> 任务说明:
从下面的阅读文本中原样输出从“## group-level descriptive”到“这里是独立样本t检验，大致上和H1相同，就不展开啦。”的部分，首尾这两处文字都要包括在内。

> 阅读文本:
关于一致性假设成立的条件是：①不一致性线(L=-T)上，斜率（a3）不显著，曲率（a4）为负且显著；②第一主轴没有偏离一致性线(L=T)，即斜率 p 11=1、截距p10=0。所以这里的假设得到了验证。

文中结果

绘制图形

#------------------------------------------------------------------------
# PLOTS 
#------------------------------------------------------------------------

# ESTIMATED MODEL
plot(rsa_sqd, legend=F, param=F,
     axes=c("LOC", "LOIC","PA1"),
     project=c("LOC", "LOIC","PA1"),
     xlab="Perceived\nQuantity", ylab="Preferred\nQuantity", zlab="Perceived Ability")

ESTIMATED MODEL

作者文章中的图就是这张。

# CONTOUR MODEL 
plot(rsa_sqd, type="contour", 
     xlab="Actual X", ylab="Ought Y", zlab="Ability Z")

CONTOUR MODEL

# # INTERACTIVE MODEL 
plot(rsa_sqd, type="interactive", 
      xlab="Actual X", ylab="Ought Y", zlab="Ability Z")

INTERACTIVE MODEL

后面这两张只是不同的作图形式，并非一定要汇报。

假设3b-不对称性

# t-test
df.data %>% 
  filter(communication %in% c("over","under")) %>% 
  t.test(ability ~ communication, data = .,
         var.equal = TRUE)

    ## group-level descriptive stats
    df.data %>% 
      filter(communication %in% c("over","under")) %>% 
      group_by(communication) %>% 
      get_summary_stats(ability, type = "mean_sd") %>% 
      select(-n)

这里是独立样本t检验，大致上和H1相同，就不展开啦。

# effect size 
lsr::cohensD(df.data$ability[df.data$communication == "under"],
       df.data$ability[df.data$communication == "over"])

换了一种方式计算组间差异效应量cohen's d，结果不再是表，而是一个具体的数字。

> 所给数据:
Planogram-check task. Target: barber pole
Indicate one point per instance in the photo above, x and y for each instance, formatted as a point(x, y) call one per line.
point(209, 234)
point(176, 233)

> 结果:
## group-level descriptive stats
    df.data %>% 
      filter(communication %in% c("over","under")) %>% 
      group_by(communication) %>% 
      get_summary_stats(ability, type = "mean_sd") %>% 
      select(-n)

这里是独立样本t检验，大致上和H1相同，就不展开啦。